## start Available records

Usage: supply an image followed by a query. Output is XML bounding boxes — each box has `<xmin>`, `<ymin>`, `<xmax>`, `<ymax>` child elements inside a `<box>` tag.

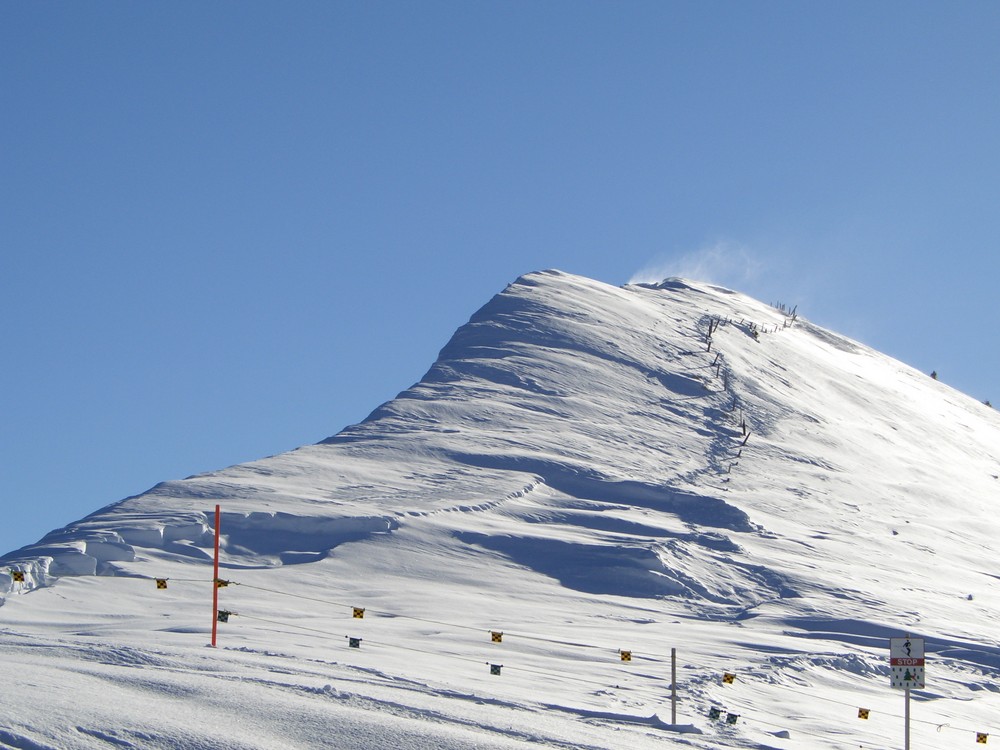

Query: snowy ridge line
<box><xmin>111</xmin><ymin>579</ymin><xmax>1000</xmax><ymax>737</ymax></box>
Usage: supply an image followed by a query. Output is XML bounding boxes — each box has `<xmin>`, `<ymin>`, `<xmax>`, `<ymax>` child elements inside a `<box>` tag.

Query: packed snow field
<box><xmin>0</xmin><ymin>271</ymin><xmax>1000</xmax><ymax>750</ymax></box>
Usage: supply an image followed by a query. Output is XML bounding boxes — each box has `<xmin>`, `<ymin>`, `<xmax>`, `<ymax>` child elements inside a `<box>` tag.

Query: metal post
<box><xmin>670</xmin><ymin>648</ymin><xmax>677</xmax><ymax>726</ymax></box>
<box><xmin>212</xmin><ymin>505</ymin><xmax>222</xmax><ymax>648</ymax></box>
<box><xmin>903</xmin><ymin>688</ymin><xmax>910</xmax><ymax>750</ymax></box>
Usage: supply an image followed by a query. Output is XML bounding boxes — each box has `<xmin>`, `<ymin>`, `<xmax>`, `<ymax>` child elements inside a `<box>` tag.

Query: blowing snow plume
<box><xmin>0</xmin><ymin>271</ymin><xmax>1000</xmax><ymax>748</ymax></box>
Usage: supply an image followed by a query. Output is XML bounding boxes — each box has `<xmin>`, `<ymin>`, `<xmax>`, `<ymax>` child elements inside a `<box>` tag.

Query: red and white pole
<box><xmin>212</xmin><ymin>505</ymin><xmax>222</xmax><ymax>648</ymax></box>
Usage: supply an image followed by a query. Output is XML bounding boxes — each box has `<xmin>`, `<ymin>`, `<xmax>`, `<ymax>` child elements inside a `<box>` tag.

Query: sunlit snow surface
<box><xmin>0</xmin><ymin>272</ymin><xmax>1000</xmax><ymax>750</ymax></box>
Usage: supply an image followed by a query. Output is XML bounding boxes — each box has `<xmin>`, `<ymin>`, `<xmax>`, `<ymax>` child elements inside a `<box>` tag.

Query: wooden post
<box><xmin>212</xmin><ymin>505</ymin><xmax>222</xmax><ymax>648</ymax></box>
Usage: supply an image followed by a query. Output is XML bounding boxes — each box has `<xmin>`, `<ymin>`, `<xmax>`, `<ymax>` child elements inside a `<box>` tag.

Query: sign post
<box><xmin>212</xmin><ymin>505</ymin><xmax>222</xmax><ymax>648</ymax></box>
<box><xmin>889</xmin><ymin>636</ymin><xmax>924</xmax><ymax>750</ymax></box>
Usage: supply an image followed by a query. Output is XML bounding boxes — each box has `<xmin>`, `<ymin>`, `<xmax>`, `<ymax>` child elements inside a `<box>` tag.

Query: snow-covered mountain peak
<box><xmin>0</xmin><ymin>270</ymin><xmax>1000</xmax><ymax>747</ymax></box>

## end Available records

- [Exercise prompt]
Your task is to repeat the material above exactly, without its pictures.

- [Exercise answer]
Usage: supply an image followed by a query. Output is XML bounding boxes — each box has `<xmin>`, `<ymin>`, `<xmax>`, `<ymax>` child elements inside a `<box>` tag.


Query: snowy ridge line
<box><xmin>111</xmin><ymin>579</ymin><xmax>1000</xmax><ymax>737</ymax></box>
Usage: supply an image followed by a query. Output is XML bounding boxes — each box has `<xmin>`, `<ymin>`, `<xmax>`, `<ymax>` child elements inside a `<box>` tag.

Query: packed snow field
<box><xmin>0</xmin><ymin>271</ymin><xmax>1000</xmax><ymax>750</ymax></box>
Usage: supply an image followed by a query. Output is XML bounding boxes — each box has `<xmin>`, `<ymin>`, `<xmax>`, `<ymax>` child elements inside a `<box>` tag.

Query: metal post
<box><xmin>670</xmin><ymin>648</ymin><xmax>677</xmax><ymax>726</ymax></box>
<box><xmin>212</xmin><ymin>505</ymin><xmax>222</xmax><ymax>648</ymax></box>
<box><xmin>903</xmin><ymin>688</ymin><xmax>910</xmax><ymax>750</ymax></box>
Usage: supply an image followed by a query. Output is XML bounding boxes — each box has `<xmin>`, `<ymin>`, `<xmax>`, `<ymax>` child elements inside a `<box>` tag.

Query: blowing snow plume
<box><xmin>0</xmin><ymin>271</ymin><xmax>1000</xmax><ymax>748</ymax></box>
Usage: supply an image followed by a query. Output is XML bounding boxes — each box has `<xmin>`, `<ymin>`, `<xmax>`, `<ymax>` child elements inside a `<box>` tag.

Query: red and white pole
<box><xmin>212</xmin><ymin>505</ymin><xmax>222</xmax><ymax>648</ymax></box>
Usage: supply an image followed by a query. Output is XML bounding boxes — each box has `<xmin>`, `<ymin>`, `<xmax>`, `<ymax>` child elements inside a `<box>` tag.

Query: sunlit snow surface
<box><xmin>0</xmin><ymin>272</ymin><xmax>1000</xmax><ymax>750</ymax></box>
Usage: supply an image followed by a query. Output is XML bounding boxes — each box has `<xmin>`, `<ymin>`, `<xmax>`, `<ymax>` child elements inside a `<box>` tag.

Query: wooden post
<box><xmin>212</xmin><ymin>505</ymin><xmax>222</xmax><ymax>648</ymax></box>
Usage: supply an image followed by a query. Output is XML bounding boxes — each box has `<xmin>`, `<ymin>`, `<xmax>`, `<ymax>` child elements inside a `<box>` tag.

Query: sign post
<box><xmin>212</xmin><ymin>505</ymin><xmax>222</xmax><ymax>648</ymax></box>
<box><xmin>889</xmin><ymin>636</ymin><xmax>924</xmax><ymax>750</ymax></box>
Usage: supply an image followed by a query. Output is XML bounding boxes — each box has `<xmin>`, `<ymin>`, `<xmax>`, `<ymax>` child elements inside a `<box>` tag.

Query: snow-covered mountain peak
<box><xmin>0</xmin><ymin>270</ymin><xmax>1000</xmax><ymax>747</ymax></box>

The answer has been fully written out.